Return the passage of the forum discussion on robot ethics from "https://en.wikipedia.org/wiki/Three_Laws_of_Robotics" to "laws is non-trivial.", unchanged.
---------- Provided text ----------
Autonomous swarms that have been weaponized that then make it into the hands of an adversary are the biggest concern.

Black Mirror covers some of these horrors.
NutAgain!

Trad climber
South Pasadena, CA
Mar 9, 2018 - 05:17pm PT
I, Robot movie points out the failing potential of the three original laws, but they have been updated, yes?

https://en.wikipedia.org/wiki/Three_Laws_of_Robotics

Moose, you thinking of this... https://en.wikipedia.org/wiki/The_Evitable_Conflict

Munge, the premise of all those stories is that even if you think you have worked out a defensible scheme to protect us, there are holes in our logic and thinking that are not obvious. Developing a workable set of laws is non-trivial.

My bigger concern is that all the ethics planning and rules won't make a damn bit of difference, because some humans will decide to bypass these when creating their AIs. They will do this because of greed and hubris and an inaccurate estimation of their own ability to stop it after they have obtained maximum personal benefit. Or, a pissed off tyrant will do it to take out everyone with him/her. Or, a corporation will desire faster response time or better specs, and remove the extra loops of rule-checking to make the system perform better for a market advantage.
---------- The data ----------
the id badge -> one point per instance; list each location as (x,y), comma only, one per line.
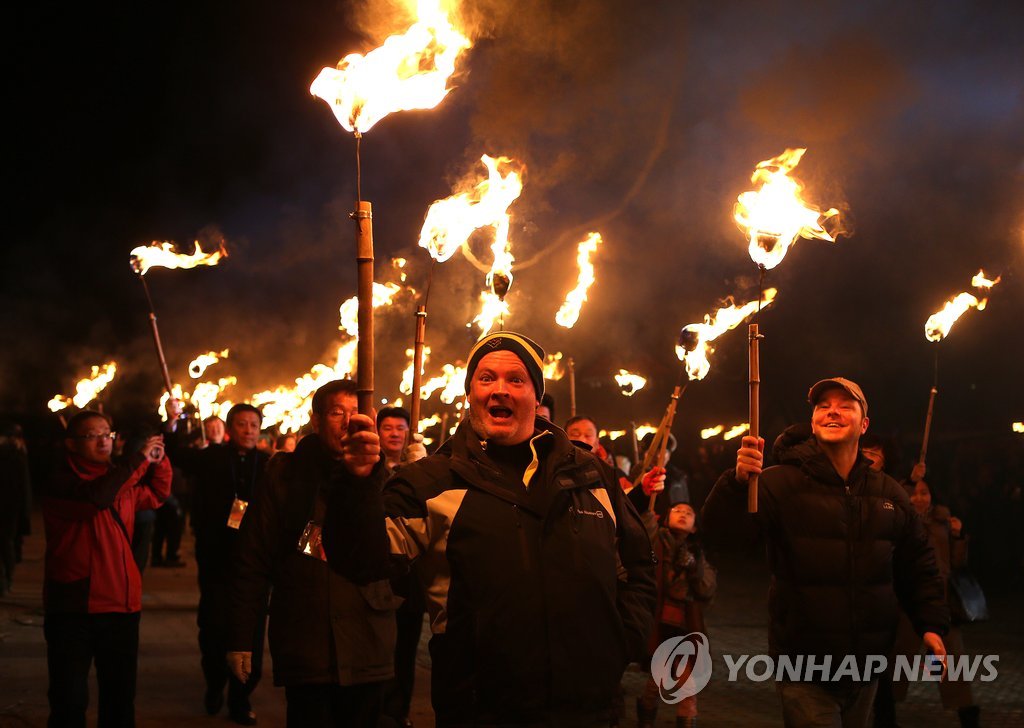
(310,543)
(238,511)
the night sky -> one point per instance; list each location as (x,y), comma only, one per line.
(641,121)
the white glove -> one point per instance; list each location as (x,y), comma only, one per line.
(416,450)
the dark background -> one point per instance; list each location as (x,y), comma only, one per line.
(193,120)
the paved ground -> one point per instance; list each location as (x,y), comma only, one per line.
(170,686)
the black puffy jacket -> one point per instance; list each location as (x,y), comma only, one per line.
(844,555)
(539,596)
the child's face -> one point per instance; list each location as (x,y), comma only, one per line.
(682,518)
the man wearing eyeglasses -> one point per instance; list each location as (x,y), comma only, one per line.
(332,641)
(92,591)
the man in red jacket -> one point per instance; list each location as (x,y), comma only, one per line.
(92,591)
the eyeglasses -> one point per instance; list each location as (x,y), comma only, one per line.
(99,437)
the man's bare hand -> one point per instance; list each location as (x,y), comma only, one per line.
(361,446)
(241,665)
(933,643)
(653,480)
(750,458)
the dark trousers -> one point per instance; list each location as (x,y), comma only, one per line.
(333,705)
(212,618)
(397,692)
(167,529)
(73,642)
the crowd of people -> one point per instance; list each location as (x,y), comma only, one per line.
(543,558)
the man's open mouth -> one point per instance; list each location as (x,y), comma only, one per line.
(499,413)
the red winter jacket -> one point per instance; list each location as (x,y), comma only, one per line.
(89,564)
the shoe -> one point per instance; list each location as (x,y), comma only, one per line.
(213,700)
(244,719)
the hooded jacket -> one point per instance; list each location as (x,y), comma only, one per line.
(323,629)
(539,592)
(89,514)
(844,555)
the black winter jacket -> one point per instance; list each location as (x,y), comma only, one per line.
(323,629)
(539,595)
(844,556)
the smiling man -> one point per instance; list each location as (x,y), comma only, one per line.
(538,572)
(845,549)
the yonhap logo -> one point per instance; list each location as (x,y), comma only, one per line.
(681,667)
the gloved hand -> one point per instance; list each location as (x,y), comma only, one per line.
(653,480)
(241,665)
(415,450)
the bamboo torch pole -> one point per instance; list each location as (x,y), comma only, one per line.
(571,365)
(365,270)
(155,330)
(418,341)
(931,409)
(755,408)
(664,431)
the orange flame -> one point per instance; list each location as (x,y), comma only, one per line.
(409,71)
(450,222)
(644,430)
(736,431)
(774,215)
(553,367)
(199,365)
(492,309)
(349,309)
(630,383)
(164,255)
(725,319)
(938,325)
(569,311)
(86,389)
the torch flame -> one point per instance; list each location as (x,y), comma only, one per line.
(709,432)
(492,309)
(736,431)
(164,255)
(938,325)
(553,367)
(201,362)
(981,281)
(569,312)
(409,71)
(349,309)
(725,319)
(86,389)
(774,215)
(629,383)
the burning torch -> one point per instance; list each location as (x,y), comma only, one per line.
(163,255)
(773,217)
(937,328)
(409,71)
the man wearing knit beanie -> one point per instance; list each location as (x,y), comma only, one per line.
(539,573)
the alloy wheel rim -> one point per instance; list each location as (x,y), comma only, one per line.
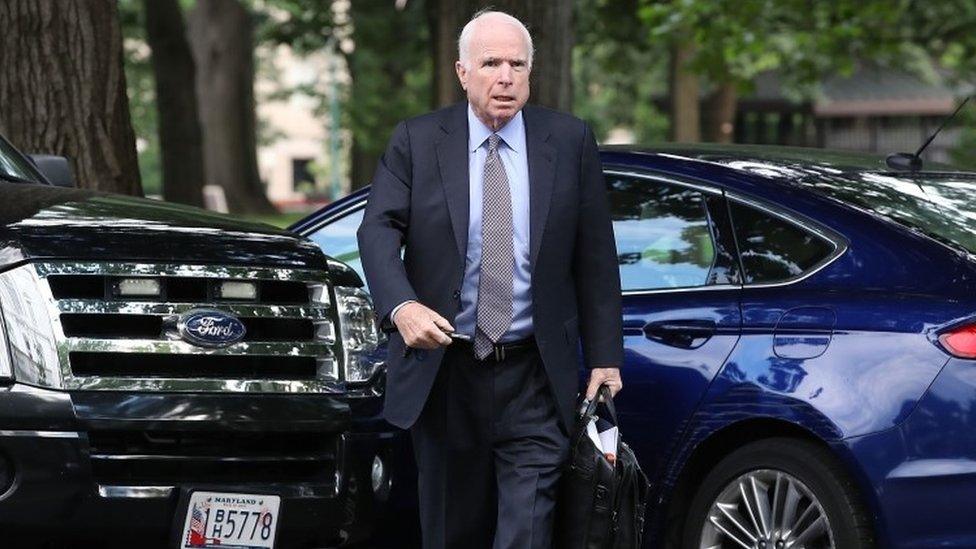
(766,509)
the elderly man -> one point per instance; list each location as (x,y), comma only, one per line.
(508,248)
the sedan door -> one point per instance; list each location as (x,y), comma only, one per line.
(680,280)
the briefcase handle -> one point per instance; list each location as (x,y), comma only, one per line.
(603,394)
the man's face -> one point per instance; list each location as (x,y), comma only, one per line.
(496,78)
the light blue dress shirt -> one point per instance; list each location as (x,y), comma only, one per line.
(514,158)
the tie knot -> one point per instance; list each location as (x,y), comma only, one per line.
(493,140)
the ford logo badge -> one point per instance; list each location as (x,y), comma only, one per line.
(210,328)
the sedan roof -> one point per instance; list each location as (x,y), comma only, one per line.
(765,160)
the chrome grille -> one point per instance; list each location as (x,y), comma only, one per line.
(107,342)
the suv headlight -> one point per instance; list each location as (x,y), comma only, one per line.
(29,351)
(360,337)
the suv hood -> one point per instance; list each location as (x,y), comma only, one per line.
(41,222)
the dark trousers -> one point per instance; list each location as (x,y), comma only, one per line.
(489,449)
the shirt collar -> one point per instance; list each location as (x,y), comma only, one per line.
(512,133)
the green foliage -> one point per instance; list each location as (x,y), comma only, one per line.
(734,40)
(142,94)
(391,70)
(617,70)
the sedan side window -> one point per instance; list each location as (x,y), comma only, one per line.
(338,239)
(773,249)
(662,234)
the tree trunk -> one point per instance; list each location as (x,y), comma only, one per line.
(176,103)
(62,88)
(551,26)
(222,37)
(683,89)
(446,18)
(720,107)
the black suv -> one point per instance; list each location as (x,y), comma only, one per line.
(177,377)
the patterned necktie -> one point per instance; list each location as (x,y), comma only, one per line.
(497,255)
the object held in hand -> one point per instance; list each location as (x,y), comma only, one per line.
(602,492)
(459,337)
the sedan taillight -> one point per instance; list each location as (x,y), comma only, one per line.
(961,341)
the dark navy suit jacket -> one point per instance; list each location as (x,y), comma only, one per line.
(419,200)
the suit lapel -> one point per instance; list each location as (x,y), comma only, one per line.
(452,160)
(542,157)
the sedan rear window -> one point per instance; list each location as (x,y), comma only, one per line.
(941,206)
(774,249)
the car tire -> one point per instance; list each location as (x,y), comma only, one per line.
(793,477)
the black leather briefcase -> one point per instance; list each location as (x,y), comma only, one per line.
(600,504)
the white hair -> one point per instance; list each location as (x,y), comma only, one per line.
(464,40)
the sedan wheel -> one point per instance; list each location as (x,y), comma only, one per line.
(777,493)
(766,509)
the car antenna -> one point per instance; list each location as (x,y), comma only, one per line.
(913,162)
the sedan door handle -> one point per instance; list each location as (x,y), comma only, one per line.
(686,334)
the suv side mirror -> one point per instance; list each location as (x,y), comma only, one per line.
(55,169)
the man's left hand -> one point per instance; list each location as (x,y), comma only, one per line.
(600,376)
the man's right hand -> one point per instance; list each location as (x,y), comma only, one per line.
(421,327)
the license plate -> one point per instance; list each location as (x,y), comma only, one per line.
(225,520)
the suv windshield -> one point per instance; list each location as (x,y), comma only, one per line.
(13,165)
(941,206)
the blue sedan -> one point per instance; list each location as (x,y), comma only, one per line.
(800,336)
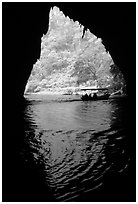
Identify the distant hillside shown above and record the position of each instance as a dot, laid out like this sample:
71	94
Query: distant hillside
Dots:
71	57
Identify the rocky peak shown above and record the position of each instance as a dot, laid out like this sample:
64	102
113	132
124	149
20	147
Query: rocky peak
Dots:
70	57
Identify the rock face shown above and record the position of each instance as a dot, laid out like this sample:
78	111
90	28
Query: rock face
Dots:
70	57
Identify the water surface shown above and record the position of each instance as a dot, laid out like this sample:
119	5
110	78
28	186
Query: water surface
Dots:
78	146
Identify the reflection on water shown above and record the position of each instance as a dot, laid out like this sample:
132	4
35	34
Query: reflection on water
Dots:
77	144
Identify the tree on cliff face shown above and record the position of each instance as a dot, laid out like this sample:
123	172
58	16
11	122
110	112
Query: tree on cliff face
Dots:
71	57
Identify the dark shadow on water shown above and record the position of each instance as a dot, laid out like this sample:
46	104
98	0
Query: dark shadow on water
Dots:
88	150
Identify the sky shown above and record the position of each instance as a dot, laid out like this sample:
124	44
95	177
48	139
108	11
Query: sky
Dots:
23	25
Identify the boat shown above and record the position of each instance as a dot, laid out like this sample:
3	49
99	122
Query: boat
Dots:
95	97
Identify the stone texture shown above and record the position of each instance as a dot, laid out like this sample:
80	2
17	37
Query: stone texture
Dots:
70	57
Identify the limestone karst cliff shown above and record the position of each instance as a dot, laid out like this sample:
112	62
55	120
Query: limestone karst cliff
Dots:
71	57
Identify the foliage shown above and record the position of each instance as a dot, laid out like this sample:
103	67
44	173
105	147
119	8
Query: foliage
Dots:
71	57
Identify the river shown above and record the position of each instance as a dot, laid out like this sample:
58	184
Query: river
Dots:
77	150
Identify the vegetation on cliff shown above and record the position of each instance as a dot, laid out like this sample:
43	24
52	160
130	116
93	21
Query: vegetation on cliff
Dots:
----------
Response area>
https://en.wikipedia.org/wiki/Three_Laws_of_Robotics

Moose, you thinking of this... https://en.wikipedia.org/wiki/The_Evitable_Conflict

Munge, the premise of all those stories is that even if you think you have worked out a defensible scheme to protect us, there are holes in our logic and thinking that are not obvious. Developing a workable set of laws is non-trivial.